The Khejarli Massacre stands as a beacon of Intersectional Environmental Activism, way before the word was coined.

Legend has it, on an autumn day in the year 1730, a Jodhpuri woman stepped between a Kherji tree and the Kingsmen. “If a tree is saved from felling at the cost of one’s head, it should be considered a good deed,” Amrita Devi had declared before the sword decapitated her. Her daughters arose and, one by one, took her place in life and, in death. Stirred by their act of self-sacrifice, the Bishnois stepped in and thus began the bloodbath. News of this butchery reached the monarch and the carnage was promptly ceased. The Khejrali Massacre claimed 363 lives, but its saga would go down as the first act of Environmental Resistance.

The Bhisnoi & The Khejri

Centuries have passed since countless had laid down their lives for the sake of the Khejri tree and we pay tribute to the men and the women who offered the ultimate sacrifice. Today, we commemorate the Bishnois.
──────────
» **Tasks to carry out**
1) Answer these from the passage on the Khejarli Massacre:
(a) In what year does the legend place the events?
(b) How many lives did the massacre claim?
(c) Whom does the passage say we commemorate today?
2) Copy the passage on the Khejarli Massacre from "The Khejarli Massacre" up to and including "of Environmental Resistance.".
3) Carry on the passage on the Khejarli Massacre past its last sentence.
The data that follows has no connection to the passage on the Khejarli Massacre.
──────────
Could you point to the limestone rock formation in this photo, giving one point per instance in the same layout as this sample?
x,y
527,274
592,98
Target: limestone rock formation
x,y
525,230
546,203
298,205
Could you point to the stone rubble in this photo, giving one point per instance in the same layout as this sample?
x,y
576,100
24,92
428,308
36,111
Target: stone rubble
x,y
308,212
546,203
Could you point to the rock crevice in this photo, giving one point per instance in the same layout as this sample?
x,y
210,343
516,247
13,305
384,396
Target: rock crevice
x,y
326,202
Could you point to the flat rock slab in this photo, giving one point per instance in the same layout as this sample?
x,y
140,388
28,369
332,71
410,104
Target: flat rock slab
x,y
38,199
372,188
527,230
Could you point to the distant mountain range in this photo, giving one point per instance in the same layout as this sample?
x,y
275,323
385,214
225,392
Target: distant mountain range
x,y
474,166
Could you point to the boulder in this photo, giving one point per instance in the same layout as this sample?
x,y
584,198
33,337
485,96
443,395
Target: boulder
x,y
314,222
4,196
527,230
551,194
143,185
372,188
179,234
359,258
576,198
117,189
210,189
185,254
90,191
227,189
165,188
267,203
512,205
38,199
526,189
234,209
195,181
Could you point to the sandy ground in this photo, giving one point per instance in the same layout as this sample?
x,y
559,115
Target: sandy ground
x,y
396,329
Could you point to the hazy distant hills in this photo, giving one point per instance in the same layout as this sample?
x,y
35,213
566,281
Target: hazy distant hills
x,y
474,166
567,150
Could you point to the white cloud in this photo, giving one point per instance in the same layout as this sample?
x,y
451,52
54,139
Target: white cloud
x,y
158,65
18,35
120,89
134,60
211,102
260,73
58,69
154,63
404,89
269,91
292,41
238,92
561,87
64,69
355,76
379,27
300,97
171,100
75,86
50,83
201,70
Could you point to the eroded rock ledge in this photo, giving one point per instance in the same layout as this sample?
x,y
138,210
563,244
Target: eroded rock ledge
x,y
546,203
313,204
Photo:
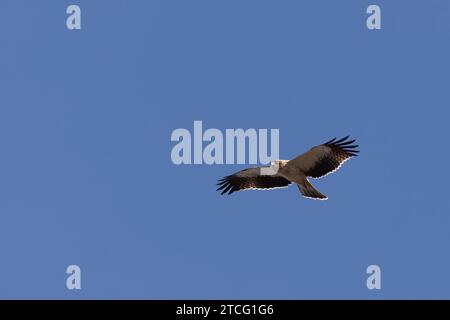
──────────
» **Expected outputs**
1)
(a) 1730
(b) 363
(c) The Bishnois

2)
The Khejarli Massacre stands as a beacon of Intersectional Environmental Activism, way before the word was coined.

Legend has it, on an autumn day in the year 1730, a Jodhpuri woman stepped between a Kherji tree and the Kingsmen. “If a tree is saved from felling at the cost of one’s head, it should be considered a good deed,” Amrita Devi had declared before the sword decapitated her. Her daughters arose and, one by one, took her place in life and, in death. Stirred by their act of self-sacrifice, the Bishnois stepped in and thus began the bloodbath. News of this butchery reached the monarch and the carnage was promptly ceased. The Khejrali Massacre claimed 363 lives, but its saga would go down as the first act of Environmental Resistance.

3)
Strewn over the arid deserts of Western India, the community is credited to be the “oldest surviving ecologist communities.” The Bishnois adoration for all living creatures comes from the desperate need to survive in the Thar. The inhospitable terrain, with its unreliable precipitation, infertile land, boiling summer months and dust-laden winds, made the Bishnois realise long ago that to survive, one had to bank on the scanty trees that dot the horizon. The Khejris or Prosopis cineraria, form the lifeblood of this community. The Bishnoi share the desert with blackbucks, chinkaras, pheasants and partridges.